Aim: Each entry below is to be duplicated verbatim.

[Rows from a pointing dataset]
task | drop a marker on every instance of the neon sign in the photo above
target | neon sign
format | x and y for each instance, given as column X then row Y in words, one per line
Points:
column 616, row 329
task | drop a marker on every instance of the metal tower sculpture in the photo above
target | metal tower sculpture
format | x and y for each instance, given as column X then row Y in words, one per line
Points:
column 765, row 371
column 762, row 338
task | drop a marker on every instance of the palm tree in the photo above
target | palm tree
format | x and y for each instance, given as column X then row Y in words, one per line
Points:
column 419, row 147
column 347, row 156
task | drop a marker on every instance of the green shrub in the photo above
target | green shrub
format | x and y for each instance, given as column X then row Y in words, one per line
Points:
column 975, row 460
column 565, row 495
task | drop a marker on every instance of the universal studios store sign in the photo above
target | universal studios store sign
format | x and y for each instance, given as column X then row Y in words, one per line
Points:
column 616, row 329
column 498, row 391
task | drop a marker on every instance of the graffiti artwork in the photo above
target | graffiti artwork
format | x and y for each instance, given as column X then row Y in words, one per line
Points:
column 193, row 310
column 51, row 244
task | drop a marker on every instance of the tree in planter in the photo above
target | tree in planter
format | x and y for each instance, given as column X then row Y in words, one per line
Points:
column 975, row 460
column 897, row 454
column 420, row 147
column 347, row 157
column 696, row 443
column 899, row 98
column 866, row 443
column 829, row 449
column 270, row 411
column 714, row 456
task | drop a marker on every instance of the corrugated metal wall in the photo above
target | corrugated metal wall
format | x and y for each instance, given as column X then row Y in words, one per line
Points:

Answer below:
task | drop a marker on every instance of the neon sign in the photo above
target | neon sign
format | x and y for each instance, given as column X then row Y in words, one per line
Points:
column 616, row 329
task | drop a marker on every instance of the metal tower sculpture in the photo above
target | metal tower sculpture
format | x and y for each instance, given as column X then row Y in words, one per line
Points:
column 765, row 371
column 762, row 338
task | drop a marker on every instance of the palm tree in the photo above
target | palm tree
format | x and y for each instance, given as column X then row Y in words, one per line
Points:
column 419, row 147
column 347, row 156
task | drop a marker on every instance of the green shrub in the photo above
target | green shrub
format | x and y for each instance, given as column X then row Y in words, one per line
Points:
column 975, row 460
column 565, row 495
task | drop a marker on every instance of the universal studios store sign in the photo above
target | universal studios store sign
format | x and y for each instance, given as column X then row Y in words, one per line
Points:
column 616, row 329
column 498, row 391
task | drop a marker on every instance of the graffiti artwork in the photo above
target | graffiti artwork
format | x and y for each instance, given as column X then row Y in words, one per line
Points:
column 193, row 310
column 51, row 244
task | drop a marker on every instance of the tree in planter in the photo above
target | tree in planter
format | x and y for each instance, given as column X then row Y in words, one per line
Points:
column 975, row 460
column 897, row 454
column 420, row 147
column 347, row 157
column 696, row 443
column 899, row 98
column 866, row 443
column 829, row 449
column 270, row 411
column 714, row 456
task | drop a marker on every instance of the corrugated metal wall in the photo above
target | corrugated metal wall
format | x and y for each instance, given as column X then row Y in words, one per line
Points:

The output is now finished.